Stated problem:
Repeat exactly the lines from the line containing "Reviewer note: confirm one keypoint per instance of the bamboo" through the last line of the records below, inclusive, and nothing else.

***** Given data *****

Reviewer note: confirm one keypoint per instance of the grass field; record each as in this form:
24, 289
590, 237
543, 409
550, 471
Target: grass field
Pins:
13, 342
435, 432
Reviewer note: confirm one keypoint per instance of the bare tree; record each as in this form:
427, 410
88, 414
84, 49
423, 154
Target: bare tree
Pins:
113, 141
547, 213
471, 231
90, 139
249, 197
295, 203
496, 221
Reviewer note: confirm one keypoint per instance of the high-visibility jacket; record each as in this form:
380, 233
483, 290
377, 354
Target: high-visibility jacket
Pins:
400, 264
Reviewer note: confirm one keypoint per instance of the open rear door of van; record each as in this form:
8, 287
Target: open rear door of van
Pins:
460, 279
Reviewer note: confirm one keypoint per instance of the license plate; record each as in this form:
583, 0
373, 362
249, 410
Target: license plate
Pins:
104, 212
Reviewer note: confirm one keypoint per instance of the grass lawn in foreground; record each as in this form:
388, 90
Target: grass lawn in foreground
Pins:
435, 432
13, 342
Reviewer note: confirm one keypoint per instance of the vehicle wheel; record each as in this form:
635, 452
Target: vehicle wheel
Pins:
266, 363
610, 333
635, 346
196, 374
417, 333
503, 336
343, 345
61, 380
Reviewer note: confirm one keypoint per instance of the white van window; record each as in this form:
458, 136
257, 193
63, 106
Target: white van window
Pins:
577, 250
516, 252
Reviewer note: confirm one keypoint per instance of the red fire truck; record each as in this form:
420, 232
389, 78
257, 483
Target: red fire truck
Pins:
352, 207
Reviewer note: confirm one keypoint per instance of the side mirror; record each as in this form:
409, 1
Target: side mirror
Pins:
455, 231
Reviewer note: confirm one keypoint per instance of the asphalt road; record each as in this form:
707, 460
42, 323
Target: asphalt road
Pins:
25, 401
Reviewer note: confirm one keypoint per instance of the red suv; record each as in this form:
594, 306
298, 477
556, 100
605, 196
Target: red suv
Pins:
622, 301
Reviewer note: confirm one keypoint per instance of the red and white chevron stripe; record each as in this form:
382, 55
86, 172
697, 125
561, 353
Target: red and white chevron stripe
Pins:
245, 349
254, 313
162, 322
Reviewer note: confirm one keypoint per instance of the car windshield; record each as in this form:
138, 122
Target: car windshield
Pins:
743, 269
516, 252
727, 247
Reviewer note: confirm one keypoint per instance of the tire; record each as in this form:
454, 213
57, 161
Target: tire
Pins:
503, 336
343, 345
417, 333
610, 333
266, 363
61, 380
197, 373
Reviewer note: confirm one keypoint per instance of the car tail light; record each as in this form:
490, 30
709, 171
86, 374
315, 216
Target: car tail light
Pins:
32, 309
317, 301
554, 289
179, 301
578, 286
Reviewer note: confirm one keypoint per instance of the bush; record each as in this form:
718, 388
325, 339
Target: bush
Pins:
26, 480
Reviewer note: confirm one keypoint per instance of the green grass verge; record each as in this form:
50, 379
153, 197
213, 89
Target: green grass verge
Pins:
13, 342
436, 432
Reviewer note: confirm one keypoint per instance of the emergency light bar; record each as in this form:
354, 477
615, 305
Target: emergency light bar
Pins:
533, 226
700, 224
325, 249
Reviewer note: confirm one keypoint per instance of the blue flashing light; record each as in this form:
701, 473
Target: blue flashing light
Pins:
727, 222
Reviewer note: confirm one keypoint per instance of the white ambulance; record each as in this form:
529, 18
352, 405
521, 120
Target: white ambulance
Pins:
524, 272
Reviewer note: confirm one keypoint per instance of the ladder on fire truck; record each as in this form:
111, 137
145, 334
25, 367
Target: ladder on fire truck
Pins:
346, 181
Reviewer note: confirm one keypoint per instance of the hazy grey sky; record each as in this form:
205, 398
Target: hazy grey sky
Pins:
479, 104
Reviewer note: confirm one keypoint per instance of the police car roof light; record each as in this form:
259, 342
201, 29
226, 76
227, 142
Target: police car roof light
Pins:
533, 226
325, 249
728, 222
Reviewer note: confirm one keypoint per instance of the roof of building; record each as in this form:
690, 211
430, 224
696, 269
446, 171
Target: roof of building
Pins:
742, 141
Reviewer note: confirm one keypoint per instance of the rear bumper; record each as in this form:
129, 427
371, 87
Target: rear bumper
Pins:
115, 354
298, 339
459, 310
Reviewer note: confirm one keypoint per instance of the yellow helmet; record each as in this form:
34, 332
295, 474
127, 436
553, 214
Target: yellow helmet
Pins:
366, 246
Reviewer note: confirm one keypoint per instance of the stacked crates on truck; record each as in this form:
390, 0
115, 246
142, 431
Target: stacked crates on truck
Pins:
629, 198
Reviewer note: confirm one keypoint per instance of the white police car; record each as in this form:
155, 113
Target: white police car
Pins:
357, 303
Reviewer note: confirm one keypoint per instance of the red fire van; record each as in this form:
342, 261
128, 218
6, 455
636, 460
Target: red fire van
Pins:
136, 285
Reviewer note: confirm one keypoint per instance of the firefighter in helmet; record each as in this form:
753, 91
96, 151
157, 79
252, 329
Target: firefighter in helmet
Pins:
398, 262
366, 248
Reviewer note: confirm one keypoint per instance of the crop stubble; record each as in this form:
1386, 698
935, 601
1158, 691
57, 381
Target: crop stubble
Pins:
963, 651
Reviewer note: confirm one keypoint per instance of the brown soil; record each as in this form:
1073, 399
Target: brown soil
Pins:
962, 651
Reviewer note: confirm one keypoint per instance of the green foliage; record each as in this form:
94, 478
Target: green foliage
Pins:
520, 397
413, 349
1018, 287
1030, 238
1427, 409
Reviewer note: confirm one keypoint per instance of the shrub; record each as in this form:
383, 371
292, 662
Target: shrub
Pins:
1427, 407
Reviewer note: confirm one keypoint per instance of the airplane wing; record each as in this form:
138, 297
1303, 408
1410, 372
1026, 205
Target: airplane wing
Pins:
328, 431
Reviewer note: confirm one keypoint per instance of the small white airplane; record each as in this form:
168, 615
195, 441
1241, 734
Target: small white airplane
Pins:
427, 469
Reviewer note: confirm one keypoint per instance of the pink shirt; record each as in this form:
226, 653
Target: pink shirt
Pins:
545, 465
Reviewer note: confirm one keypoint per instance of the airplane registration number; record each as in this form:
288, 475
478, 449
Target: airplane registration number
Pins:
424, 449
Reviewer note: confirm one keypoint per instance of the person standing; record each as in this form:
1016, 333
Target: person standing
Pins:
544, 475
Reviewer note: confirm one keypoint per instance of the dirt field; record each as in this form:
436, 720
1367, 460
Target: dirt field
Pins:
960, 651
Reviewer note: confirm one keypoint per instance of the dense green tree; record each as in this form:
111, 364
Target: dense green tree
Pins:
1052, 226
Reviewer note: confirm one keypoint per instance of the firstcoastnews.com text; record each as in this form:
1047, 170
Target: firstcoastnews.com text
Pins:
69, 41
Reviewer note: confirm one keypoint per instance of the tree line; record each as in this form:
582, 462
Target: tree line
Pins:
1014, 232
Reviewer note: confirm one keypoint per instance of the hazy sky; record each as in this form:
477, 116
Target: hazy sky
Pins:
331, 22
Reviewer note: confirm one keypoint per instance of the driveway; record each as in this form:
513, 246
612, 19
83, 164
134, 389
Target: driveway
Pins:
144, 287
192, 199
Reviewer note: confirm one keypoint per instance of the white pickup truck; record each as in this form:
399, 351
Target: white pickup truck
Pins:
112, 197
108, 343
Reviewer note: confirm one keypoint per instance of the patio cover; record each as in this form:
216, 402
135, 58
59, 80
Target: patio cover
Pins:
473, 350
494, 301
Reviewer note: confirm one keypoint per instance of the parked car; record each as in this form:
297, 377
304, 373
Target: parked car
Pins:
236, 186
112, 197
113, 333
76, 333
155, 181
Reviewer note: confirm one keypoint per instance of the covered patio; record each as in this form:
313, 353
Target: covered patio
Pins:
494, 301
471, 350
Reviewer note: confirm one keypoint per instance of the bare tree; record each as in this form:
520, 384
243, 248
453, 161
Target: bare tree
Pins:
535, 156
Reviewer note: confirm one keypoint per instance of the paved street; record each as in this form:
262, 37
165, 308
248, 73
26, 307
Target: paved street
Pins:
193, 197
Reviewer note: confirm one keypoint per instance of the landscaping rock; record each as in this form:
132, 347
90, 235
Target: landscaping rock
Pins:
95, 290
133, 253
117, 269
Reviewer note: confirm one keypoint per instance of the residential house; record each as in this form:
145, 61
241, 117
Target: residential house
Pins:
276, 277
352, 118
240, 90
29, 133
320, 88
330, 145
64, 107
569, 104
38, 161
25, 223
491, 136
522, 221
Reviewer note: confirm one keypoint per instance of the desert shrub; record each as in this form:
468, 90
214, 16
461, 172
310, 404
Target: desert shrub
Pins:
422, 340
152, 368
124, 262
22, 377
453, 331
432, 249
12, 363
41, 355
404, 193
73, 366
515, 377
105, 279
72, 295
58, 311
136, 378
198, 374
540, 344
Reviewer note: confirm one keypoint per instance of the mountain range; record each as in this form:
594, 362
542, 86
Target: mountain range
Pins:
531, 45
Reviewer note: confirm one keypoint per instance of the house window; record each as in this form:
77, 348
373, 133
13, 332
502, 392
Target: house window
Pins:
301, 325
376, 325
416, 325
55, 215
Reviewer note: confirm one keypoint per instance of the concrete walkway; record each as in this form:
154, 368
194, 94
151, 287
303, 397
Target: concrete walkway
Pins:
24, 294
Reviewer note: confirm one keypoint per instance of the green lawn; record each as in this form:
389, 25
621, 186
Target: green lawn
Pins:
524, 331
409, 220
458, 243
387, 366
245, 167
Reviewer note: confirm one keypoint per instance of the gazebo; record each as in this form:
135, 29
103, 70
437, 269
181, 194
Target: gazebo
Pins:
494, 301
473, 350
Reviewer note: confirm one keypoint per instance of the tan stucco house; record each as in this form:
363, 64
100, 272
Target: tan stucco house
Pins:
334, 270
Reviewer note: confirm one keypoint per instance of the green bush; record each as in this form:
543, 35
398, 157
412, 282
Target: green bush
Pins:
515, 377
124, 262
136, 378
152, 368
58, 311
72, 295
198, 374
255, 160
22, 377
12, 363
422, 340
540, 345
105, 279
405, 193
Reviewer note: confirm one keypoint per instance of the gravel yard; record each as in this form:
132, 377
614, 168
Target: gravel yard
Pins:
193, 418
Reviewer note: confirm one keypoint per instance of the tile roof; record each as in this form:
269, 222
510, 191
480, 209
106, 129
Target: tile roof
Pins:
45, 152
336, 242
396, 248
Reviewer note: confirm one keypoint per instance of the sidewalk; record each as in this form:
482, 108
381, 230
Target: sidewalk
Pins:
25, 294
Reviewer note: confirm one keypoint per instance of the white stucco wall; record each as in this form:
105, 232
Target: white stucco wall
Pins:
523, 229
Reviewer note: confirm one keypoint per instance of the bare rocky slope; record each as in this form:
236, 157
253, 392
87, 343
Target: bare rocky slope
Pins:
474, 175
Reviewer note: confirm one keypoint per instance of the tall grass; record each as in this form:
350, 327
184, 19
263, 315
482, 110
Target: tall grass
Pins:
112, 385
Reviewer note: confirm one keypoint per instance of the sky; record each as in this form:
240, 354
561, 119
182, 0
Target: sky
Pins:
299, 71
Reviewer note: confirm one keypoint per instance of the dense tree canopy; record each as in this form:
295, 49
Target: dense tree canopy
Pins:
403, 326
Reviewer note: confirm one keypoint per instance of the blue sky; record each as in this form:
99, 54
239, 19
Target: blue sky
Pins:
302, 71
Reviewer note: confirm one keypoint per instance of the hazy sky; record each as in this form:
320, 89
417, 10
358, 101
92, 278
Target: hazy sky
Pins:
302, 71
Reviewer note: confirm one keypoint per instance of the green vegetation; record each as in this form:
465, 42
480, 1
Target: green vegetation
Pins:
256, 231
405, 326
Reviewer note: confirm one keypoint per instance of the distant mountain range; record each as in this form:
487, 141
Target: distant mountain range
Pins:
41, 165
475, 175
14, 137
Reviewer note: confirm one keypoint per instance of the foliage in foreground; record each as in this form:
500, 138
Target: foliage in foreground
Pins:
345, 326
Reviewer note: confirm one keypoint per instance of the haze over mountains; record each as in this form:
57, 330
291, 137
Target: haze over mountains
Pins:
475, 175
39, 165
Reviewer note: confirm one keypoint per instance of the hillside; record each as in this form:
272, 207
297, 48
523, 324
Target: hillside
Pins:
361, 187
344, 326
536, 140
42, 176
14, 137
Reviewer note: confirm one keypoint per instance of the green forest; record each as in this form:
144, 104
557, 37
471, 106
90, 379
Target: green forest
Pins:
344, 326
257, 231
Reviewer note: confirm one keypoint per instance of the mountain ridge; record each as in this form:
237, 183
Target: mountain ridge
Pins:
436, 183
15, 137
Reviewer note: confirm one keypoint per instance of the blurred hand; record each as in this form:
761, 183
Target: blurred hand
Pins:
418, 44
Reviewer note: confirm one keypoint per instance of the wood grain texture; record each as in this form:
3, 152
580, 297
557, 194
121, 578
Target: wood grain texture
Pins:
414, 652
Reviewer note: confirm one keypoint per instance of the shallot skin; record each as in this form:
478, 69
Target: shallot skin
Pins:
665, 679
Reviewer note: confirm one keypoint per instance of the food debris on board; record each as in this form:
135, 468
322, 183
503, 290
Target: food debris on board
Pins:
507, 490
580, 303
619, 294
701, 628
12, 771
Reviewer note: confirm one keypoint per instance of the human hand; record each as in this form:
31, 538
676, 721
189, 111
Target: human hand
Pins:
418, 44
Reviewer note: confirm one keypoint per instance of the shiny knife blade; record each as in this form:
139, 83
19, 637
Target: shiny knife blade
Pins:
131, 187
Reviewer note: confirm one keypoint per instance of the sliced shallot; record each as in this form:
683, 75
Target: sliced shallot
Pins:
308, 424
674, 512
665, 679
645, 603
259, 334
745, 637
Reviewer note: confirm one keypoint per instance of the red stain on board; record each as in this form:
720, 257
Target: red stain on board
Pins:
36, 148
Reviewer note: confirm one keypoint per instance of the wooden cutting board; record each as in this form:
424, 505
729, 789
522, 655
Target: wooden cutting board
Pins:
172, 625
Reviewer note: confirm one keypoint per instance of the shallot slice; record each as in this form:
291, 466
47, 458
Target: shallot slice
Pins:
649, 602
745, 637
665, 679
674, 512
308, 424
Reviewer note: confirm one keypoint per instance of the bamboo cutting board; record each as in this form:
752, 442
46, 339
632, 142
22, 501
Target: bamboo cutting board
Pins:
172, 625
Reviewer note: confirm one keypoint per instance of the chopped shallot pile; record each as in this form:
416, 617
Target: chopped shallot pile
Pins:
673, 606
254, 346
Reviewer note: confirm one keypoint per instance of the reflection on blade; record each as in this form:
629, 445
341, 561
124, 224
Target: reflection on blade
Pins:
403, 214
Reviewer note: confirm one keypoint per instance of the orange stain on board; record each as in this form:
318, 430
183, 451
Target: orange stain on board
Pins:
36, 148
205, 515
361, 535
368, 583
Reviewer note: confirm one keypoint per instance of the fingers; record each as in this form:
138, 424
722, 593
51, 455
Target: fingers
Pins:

*****

Exercise answer:
Reviewer note: confirm one keypoint per instance of the bamboo cutting board; record each as in this form:
752, 442
46, 339
632, 142
22, 501
Target: bamboo cutting board
Pins:
172, 625
Reviewer note: confirm one keypoint per instance of the chopped shallot pile; record each as in this form:
416, 617
Target: chopped shallot pile
Pins:
673, 606
254, 346
Reviewer note: confirm one keypoint per instance of the reflection on blade; record each as in this form:
629, 445
341, 561
124, 224
Target: reflection on blade
Pins:
403, 214
Reviewer note: confirm one keypoint per instance of the orange stain on board; record each as in this form:
318, 430
183, 451
Target: orange stain on board
Pins:
36, 148
205, 515
361, 535
368, 583
Reviewer note: confirm one keypoint per instance of the fingers; record each as in this form:
138, 424
722, 593
51, 455
Target: fingers
Pins:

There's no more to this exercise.